* [Instruction]: Copy the listing word for word, beginning at its very first line and stopping after the line that contains "100], [212, 102]]".

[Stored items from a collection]

** BEGIN **

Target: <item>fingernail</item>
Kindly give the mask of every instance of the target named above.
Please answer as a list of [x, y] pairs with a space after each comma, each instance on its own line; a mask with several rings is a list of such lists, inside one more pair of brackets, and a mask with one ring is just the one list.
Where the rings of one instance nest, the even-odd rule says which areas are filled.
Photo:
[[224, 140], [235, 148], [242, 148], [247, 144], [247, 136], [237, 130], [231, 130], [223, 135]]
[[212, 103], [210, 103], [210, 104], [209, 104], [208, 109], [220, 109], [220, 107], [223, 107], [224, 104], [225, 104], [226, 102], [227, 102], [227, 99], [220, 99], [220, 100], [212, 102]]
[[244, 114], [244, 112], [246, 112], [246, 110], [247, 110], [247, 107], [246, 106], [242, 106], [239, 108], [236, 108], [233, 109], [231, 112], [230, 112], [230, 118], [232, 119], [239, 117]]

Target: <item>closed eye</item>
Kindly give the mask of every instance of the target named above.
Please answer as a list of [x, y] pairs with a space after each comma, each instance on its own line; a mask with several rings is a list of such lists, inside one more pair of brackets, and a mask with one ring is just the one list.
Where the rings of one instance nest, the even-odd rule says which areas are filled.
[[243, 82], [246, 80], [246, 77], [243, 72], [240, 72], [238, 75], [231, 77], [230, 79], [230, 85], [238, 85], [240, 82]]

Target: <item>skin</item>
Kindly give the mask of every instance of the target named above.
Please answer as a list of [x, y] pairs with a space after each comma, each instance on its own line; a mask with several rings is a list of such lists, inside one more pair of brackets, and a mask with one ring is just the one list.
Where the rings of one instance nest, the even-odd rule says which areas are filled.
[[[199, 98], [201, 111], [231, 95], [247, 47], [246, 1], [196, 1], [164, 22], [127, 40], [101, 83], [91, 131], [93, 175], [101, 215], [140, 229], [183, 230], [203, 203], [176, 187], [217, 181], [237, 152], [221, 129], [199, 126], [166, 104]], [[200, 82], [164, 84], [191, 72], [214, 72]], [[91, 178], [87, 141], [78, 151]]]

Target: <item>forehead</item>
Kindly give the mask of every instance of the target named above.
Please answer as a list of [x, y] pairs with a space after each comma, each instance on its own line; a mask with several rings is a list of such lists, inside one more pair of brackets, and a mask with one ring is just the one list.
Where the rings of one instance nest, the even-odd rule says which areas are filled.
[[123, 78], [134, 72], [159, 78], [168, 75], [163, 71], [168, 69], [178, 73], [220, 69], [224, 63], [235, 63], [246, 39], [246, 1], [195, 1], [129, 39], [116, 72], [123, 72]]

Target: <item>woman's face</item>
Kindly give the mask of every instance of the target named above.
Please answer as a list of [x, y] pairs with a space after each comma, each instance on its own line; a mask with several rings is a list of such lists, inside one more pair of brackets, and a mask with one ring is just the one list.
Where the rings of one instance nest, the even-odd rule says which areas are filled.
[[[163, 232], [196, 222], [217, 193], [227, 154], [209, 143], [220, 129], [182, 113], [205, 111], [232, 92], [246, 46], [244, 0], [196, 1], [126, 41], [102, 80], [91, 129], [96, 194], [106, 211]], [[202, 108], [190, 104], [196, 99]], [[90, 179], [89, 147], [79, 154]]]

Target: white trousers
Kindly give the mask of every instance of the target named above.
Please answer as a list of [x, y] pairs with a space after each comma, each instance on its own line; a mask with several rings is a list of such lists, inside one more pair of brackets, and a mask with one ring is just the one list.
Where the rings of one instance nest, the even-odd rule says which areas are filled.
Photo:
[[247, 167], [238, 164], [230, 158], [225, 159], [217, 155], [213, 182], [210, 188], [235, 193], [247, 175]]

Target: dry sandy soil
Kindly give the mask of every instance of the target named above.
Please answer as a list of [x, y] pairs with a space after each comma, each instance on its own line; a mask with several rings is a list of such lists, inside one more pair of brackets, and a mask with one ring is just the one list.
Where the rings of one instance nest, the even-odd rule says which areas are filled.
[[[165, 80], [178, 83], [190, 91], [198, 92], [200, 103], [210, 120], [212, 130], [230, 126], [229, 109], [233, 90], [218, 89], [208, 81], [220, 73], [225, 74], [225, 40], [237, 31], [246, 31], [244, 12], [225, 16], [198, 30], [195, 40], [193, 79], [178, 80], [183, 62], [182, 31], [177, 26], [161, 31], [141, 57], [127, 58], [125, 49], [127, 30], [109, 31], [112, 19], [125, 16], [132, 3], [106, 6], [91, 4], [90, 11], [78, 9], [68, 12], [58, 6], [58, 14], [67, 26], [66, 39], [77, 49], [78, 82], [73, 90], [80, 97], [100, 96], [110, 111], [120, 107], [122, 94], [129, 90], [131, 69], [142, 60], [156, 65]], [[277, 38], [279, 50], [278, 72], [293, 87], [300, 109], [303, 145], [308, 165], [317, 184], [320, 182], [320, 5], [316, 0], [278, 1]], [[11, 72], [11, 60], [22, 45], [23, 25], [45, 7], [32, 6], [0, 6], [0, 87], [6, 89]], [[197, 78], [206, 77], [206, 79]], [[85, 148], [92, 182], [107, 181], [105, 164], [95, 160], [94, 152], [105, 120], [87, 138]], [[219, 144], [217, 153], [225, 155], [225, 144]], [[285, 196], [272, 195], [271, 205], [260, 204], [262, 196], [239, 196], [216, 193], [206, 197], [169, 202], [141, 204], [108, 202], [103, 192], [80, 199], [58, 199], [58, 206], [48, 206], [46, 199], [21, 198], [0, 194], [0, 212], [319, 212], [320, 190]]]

** END **

* [Written solution]:
Target: <item>fingernail</item>
Kindly give the mask of every instance of the target named above.
Please answer as a list of [x, y] pairs with a space after each comma, each instance on its own line; a mask with several rings is a list of such lists, inside one more pair of brackets, and a mask with one ring is just the one list.
Where the rings of one instance nest, the even-odd rule says which areas are filled.
Photo:
[[224, 140], [235, 148], [242, 148], [247, 144], [247, 136], [237, 130], [231, 130], [223, 135]]
[[212, 103], [210, 103], [210, 104], [209, 104], [208, 109], [220, 109], [220, 107], [223, 107], [224, 104], [225, 104], [226, 102], [227, 102], [227, 99], [220, 99], [220, 100], [212, 102]]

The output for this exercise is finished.